_Énoncé A_
Recopiez à l'identique la partie de la liste qui va de son tout début jusqu'à la ligne contenant "[351,273,405,289]", celle-ci comprise.

_Extrait du document_
--------

Alors que les Belges viennent de sortir leur single My Head Is Into You à l’occasion du Record
Store Day 2014, nous avons rencontré la folle équipe de BRNS au bord du canal
Saint-Martin le 29 avril dernier, la veille de leur concert au Point Ephémère. Avec Antoine Meersseman (basse, synthé et chant)
et Tim Philippe (batteur et chanteur), nous avons discuté de leur prochain album
Patine qui paraîtra le 25 août
prochain. Ensuite, on s’est demandés ensemble pourquoi la scène belge
produisait autant de talents, avant d’aborder leurs envies d’ailleurs.
Tim Philippe, César Laloux, Antoine Meersseman et Diego Leyder |
En 2011 vous sortiez votre premier 45 tours. En 2013, vous
avez publié Wounded pour le Record
Store Day, et cette année c’est My Head
Is Into You qui est paru pour l’occasion. Pourquoi cet attachement
particulier pour le vinyle ?

--------

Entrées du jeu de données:
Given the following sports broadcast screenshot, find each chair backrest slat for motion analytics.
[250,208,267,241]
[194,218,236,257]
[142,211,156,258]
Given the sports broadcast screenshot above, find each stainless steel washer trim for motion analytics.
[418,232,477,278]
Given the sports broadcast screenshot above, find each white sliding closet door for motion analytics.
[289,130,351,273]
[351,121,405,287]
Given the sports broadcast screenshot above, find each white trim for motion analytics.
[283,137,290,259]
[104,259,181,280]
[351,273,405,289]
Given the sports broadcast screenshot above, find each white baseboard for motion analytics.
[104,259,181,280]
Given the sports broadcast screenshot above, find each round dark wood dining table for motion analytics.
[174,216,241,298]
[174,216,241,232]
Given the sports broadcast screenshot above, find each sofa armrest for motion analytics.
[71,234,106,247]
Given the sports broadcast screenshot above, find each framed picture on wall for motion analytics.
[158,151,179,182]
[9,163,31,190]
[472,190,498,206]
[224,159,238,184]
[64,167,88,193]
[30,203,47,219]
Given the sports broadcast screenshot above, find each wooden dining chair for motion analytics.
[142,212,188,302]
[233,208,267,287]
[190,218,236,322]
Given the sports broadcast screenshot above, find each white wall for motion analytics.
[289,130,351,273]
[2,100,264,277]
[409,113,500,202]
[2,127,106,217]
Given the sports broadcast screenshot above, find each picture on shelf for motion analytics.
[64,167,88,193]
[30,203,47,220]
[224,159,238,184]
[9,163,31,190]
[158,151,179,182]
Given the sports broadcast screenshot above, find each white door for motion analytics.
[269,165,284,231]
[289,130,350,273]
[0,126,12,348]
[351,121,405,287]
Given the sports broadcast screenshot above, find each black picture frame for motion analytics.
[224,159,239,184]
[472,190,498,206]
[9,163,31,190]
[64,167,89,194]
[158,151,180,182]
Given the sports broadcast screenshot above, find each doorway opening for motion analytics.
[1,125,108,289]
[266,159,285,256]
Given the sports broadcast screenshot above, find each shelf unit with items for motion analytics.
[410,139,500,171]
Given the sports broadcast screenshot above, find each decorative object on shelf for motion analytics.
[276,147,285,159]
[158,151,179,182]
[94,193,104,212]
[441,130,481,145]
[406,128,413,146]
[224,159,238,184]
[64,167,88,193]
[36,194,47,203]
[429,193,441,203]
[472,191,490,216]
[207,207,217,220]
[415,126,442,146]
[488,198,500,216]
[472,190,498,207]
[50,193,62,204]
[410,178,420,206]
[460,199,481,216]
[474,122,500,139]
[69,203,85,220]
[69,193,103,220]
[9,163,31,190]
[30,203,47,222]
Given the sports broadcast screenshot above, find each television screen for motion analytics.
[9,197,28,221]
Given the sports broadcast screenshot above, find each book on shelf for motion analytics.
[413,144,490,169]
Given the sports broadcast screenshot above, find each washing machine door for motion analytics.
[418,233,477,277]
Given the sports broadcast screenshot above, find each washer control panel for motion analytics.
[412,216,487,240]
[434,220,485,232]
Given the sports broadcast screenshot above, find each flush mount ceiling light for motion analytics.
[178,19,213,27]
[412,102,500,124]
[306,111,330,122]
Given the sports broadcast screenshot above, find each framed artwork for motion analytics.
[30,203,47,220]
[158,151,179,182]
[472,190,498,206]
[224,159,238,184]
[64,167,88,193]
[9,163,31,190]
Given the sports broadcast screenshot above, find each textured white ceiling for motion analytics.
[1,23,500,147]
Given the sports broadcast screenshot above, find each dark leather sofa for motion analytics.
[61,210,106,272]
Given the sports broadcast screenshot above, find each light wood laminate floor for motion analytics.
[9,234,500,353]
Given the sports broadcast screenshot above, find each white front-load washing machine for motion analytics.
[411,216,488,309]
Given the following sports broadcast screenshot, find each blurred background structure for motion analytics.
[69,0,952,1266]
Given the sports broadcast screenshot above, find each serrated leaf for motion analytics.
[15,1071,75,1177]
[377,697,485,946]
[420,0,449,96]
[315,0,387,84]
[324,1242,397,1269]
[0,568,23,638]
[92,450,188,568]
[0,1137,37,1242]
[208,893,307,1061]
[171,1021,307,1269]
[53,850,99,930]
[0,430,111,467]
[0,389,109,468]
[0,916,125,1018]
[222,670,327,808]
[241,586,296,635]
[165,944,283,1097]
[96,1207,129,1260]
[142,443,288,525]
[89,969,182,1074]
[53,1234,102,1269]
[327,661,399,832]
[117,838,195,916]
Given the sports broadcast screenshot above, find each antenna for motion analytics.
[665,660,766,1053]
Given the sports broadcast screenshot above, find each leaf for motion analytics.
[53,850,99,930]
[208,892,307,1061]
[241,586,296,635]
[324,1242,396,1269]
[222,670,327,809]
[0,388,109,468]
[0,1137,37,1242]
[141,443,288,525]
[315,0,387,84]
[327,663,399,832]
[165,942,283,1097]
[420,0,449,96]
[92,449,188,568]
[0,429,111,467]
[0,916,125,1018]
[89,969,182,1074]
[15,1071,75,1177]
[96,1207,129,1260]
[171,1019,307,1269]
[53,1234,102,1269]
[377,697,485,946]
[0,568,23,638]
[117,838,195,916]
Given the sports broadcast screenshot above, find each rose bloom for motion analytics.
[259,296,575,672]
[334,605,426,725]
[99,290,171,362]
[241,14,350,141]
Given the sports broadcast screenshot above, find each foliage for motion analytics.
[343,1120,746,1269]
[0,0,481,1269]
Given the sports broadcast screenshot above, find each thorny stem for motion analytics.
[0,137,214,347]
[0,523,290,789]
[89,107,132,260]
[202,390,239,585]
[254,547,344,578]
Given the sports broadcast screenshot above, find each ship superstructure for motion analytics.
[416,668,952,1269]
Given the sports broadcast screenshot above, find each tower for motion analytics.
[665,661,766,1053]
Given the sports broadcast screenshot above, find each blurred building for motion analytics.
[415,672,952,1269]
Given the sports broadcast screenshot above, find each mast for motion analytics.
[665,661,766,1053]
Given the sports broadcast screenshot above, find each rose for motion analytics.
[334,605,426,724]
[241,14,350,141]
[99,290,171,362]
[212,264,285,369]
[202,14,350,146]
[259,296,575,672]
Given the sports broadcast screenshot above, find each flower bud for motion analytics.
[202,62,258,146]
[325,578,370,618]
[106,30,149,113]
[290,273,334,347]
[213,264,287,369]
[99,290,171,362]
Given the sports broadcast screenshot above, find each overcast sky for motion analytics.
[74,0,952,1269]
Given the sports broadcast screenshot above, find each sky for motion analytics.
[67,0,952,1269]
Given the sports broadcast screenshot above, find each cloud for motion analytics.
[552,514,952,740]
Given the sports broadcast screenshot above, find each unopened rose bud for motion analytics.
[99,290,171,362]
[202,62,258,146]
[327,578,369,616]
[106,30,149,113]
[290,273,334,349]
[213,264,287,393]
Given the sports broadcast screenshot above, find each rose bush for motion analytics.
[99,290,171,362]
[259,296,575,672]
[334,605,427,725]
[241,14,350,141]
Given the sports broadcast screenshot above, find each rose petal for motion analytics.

--------

_Énoncé B_
Reproduisez fidèlement le passage de l'entretien avec BRNS qui commence par les mots contenant "Alors que les" et se termine par "synthé et chant)", ces deux bornes incluses.

_Réponse attendue A_
Given the following sports broadcast screenshot, find each chair backrest slat for motion analytics.
[250,208,267,241]
[194,218,236,257]
[142,211,156,258]
Given the sports broadcast screenshot above, find each stainless steel washer trim for motion analytics.
[418,232,477,278]
Given the sports broadcast screenshot above, find each white sliding closet door for motion analytics.
[289,130,351,273]
[351,121,405,287]
Given the sports broadcast screenshot above, find each white trim for motion analytics.
[283,137,290,259]
[104,259,181,280]
[351,273,405,289]

_Réponse attendue B_
Alors que les Belges viennent de sortir leur single My Head Is Into You à l’occasion du Record
Store Day 2014, nous avons rencontré la folle équipe de BRNS au bord du canal
Saint-Martin le 29 avril dernier, la veille de leur concert au Point Ephémère. Avec Antoine Meersseman (basse, synthé et chant)